Records shown Block Start
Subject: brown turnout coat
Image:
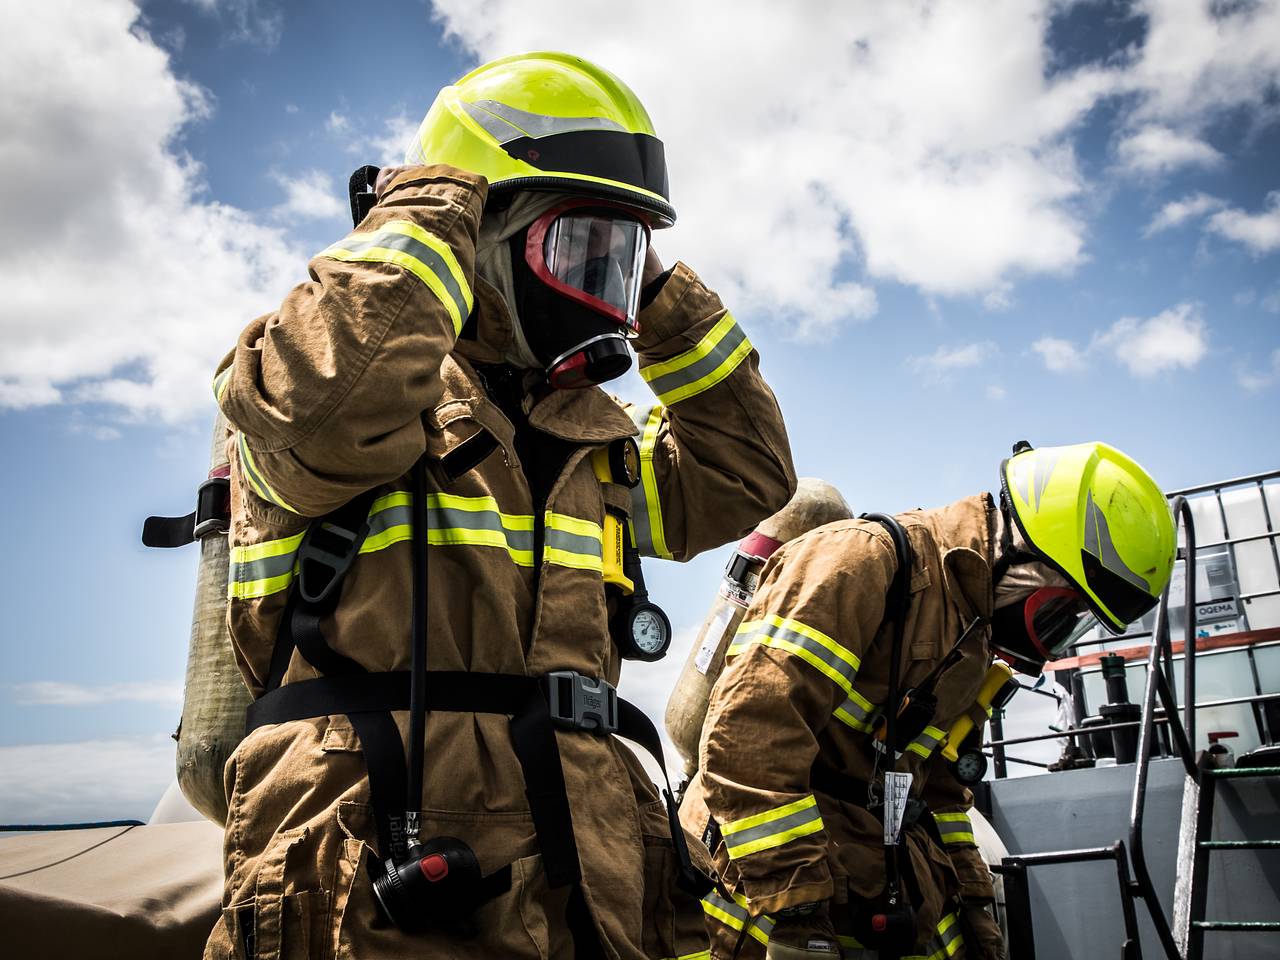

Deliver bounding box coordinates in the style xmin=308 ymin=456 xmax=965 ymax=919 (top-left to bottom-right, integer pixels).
Records shown Block End
Records shown Block Start
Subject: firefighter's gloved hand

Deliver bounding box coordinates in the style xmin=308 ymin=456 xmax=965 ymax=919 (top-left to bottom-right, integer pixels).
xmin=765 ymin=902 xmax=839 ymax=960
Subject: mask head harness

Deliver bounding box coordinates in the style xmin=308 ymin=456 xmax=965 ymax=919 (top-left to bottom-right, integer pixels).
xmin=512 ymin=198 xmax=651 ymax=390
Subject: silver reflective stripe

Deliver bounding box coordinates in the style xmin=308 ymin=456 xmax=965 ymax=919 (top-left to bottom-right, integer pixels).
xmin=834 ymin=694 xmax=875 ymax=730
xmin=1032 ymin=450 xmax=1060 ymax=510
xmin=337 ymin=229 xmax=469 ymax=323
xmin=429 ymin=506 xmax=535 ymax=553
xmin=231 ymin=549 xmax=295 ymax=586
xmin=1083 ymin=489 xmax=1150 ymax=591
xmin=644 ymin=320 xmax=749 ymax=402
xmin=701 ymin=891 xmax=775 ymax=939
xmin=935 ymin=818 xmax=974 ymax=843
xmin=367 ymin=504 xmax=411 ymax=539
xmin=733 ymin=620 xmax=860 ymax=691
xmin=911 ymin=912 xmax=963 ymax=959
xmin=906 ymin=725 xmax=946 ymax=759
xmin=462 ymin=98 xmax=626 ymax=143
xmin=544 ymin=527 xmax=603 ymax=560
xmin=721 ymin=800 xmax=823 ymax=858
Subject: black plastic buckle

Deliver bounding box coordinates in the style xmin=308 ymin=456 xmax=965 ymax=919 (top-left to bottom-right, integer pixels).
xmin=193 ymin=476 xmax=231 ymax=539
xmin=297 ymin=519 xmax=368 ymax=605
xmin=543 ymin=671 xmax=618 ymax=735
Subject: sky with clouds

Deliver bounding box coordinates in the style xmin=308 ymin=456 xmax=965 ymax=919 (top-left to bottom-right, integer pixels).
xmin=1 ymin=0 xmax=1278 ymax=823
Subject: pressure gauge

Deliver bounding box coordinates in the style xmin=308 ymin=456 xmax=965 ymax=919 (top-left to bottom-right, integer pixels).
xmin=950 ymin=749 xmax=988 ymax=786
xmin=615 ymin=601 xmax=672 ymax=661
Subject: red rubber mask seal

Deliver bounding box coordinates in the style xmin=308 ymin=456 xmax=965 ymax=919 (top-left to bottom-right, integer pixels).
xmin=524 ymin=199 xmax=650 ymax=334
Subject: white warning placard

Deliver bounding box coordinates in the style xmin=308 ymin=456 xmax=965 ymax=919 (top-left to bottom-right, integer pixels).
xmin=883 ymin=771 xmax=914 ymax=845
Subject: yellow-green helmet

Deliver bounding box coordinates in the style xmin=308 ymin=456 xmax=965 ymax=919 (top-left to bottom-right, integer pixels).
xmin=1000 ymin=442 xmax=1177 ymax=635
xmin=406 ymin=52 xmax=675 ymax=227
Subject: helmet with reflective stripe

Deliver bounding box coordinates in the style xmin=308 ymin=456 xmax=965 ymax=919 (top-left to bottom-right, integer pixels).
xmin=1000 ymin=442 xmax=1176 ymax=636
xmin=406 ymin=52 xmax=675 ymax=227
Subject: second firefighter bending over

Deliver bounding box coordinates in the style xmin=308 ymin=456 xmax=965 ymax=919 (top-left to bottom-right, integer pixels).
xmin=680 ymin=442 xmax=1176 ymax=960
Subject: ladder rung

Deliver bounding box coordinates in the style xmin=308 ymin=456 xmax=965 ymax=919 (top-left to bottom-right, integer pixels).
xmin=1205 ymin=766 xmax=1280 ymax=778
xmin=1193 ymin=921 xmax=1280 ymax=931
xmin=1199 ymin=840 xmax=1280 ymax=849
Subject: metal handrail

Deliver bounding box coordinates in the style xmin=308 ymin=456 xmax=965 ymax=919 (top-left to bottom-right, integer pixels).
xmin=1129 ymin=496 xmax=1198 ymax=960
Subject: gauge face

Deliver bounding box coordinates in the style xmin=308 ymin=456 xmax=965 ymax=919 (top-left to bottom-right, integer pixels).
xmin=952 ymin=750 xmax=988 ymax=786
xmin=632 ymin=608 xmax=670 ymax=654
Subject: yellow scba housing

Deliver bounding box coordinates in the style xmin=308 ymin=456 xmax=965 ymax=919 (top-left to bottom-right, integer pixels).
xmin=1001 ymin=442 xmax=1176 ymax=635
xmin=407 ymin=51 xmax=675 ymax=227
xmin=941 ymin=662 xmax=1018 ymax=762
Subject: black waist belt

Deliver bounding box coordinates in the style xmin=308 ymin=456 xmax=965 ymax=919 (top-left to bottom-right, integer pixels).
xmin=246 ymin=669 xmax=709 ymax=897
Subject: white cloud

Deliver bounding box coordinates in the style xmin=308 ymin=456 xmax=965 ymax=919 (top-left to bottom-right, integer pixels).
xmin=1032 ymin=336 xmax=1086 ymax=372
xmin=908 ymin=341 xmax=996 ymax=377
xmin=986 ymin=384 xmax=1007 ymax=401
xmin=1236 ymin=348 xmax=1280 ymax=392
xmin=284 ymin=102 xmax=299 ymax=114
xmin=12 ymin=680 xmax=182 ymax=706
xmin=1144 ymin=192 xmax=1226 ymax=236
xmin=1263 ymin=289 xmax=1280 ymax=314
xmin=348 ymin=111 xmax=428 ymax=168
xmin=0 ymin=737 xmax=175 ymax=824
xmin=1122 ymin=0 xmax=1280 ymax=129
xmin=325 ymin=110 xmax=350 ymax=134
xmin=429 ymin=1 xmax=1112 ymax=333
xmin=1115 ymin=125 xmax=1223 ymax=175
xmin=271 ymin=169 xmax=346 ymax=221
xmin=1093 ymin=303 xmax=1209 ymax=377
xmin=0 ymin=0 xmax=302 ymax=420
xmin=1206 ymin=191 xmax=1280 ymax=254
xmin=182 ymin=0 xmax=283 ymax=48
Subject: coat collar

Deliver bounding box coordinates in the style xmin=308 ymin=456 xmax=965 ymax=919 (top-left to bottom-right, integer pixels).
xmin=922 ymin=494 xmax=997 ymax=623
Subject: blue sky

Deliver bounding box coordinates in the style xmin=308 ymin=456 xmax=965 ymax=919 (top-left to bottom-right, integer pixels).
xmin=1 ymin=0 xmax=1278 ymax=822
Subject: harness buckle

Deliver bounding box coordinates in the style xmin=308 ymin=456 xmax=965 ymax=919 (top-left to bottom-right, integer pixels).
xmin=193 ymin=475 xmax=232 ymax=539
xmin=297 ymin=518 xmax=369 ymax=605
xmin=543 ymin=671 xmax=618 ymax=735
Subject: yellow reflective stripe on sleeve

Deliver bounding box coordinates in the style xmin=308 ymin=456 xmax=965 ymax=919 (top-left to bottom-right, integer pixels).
Records shown Block End
Records shown Block Start
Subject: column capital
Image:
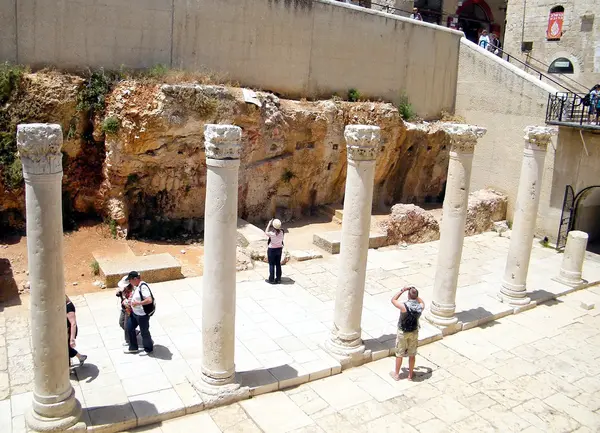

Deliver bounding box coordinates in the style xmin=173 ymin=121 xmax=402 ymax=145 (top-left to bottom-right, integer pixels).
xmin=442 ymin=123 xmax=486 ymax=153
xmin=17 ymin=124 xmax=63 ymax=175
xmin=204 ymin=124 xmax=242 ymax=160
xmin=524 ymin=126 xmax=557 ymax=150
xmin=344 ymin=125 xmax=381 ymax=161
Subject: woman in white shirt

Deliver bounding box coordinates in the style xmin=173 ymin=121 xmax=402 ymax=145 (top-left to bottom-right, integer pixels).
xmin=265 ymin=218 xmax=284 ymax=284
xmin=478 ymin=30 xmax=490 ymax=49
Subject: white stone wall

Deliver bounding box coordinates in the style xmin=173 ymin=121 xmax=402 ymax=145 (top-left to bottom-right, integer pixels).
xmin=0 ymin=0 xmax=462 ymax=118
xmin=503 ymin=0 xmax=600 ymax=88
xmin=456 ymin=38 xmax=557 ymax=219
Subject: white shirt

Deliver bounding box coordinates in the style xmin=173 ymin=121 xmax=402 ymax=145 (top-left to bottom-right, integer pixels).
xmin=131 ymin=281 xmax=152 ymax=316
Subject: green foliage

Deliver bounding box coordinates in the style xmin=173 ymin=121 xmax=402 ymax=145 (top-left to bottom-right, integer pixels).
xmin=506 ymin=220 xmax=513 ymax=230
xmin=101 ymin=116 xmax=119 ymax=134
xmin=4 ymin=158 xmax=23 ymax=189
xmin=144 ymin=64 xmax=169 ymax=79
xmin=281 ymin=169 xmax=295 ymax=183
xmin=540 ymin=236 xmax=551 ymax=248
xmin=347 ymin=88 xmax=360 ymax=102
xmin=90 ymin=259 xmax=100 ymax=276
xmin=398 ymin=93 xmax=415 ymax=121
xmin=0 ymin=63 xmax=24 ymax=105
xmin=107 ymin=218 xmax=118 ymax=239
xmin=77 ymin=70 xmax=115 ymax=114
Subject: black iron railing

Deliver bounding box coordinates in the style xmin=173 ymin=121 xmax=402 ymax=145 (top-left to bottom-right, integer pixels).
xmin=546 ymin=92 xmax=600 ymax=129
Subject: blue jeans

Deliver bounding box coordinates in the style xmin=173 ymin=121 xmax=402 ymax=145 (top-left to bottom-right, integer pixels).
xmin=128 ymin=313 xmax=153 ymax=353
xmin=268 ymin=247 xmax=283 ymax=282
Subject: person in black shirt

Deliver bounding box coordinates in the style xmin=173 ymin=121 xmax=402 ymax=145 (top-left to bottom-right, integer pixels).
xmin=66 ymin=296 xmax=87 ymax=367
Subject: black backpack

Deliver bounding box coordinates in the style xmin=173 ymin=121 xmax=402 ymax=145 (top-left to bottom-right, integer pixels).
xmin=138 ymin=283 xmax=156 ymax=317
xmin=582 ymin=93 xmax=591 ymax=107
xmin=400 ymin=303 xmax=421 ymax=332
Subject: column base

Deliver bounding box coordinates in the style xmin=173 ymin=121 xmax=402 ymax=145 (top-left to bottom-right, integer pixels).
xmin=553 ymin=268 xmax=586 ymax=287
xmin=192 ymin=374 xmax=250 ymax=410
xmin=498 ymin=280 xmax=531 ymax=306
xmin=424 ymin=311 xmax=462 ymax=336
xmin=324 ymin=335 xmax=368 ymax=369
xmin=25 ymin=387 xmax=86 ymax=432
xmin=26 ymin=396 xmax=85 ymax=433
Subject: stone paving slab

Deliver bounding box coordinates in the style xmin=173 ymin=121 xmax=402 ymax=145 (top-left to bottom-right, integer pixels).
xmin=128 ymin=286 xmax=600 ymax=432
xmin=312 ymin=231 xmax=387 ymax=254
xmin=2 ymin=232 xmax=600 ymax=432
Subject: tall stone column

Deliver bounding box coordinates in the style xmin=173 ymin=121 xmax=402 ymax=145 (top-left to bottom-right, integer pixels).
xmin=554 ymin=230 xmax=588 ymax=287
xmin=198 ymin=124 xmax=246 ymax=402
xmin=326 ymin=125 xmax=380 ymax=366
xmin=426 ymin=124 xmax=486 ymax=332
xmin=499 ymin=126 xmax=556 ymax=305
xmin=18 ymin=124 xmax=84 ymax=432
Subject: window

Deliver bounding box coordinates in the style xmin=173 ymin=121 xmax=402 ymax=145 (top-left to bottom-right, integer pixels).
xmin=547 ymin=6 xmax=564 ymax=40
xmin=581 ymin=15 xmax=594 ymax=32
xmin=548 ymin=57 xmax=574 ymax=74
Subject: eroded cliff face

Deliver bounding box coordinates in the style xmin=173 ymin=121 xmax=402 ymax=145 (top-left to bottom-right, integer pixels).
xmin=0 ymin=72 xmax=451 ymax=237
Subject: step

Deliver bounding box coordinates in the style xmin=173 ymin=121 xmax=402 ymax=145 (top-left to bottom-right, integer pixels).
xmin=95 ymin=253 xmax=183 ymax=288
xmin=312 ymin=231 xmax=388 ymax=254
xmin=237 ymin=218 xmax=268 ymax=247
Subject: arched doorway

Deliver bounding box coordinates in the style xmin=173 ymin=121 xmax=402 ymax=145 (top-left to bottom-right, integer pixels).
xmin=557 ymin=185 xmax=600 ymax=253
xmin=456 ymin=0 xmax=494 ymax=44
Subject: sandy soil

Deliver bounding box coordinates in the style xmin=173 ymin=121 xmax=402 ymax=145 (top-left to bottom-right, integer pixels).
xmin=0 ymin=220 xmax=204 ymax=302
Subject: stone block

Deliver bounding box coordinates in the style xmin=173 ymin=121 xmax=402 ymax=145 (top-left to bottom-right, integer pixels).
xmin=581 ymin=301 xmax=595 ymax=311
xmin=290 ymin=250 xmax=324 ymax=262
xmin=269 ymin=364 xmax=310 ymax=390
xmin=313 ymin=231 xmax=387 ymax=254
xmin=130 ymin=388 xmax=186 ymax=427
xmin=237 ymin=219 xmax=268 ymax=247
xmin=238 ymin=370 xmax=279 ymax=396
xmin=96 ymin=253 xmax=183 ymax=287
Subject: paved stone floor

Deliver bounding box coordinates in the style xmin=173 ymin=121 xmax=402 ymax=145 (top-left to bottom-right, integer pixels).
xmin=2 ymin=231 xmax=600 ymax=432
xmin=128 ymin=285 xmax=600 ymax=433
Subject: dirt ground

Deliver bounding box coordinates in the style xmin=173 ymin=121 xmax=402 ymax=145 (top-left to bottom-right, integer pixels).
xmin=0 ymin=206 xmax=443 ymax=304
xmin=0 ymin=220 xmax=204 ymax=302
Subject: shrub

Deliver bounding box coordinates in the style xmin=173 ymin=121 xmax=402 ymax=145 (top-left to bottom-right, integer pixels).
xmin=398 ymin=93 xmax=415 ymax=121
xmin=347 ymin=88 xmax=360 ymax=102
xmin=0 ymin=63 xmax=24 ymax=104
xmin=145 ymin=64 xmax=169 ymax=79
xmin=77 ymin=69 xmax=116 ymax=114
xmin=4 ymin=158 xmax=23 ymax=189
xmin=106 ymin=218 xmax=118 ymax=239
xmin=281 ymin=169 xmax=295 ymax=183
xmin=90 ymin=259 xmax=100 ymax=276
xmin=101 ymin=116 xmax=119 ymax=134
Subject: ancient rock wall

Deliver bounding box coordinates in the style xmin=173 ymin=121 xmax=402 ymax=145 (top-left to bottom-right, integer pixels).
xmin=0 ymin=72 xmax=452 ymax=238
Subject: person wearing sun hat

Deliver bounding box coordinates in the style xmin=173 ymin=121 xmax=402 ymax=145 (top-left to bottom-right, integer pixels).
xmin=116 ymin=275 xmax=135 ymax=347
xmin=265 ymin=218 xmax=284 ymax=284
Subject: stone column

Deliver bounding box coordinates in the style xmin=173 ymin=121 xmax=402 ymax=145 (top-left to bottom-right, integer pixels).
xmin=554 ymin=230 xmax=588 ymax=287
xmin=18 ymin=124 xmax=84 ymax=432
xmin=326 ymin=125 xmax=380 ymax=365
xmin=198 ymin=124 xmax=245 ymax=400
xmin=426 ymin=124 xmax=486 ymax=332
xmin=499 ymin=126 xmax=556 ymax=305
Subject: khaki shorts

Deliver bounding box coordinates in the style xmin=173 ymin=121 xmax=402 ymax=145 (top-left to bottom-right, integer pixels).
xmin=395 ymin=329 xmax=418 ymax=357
Records shown Block End
§ What the task requires
Every line that contains "with" should be copied out of the data.

§ Answer space
Subject: sky with clouds
Subject: helmet with reflective stripe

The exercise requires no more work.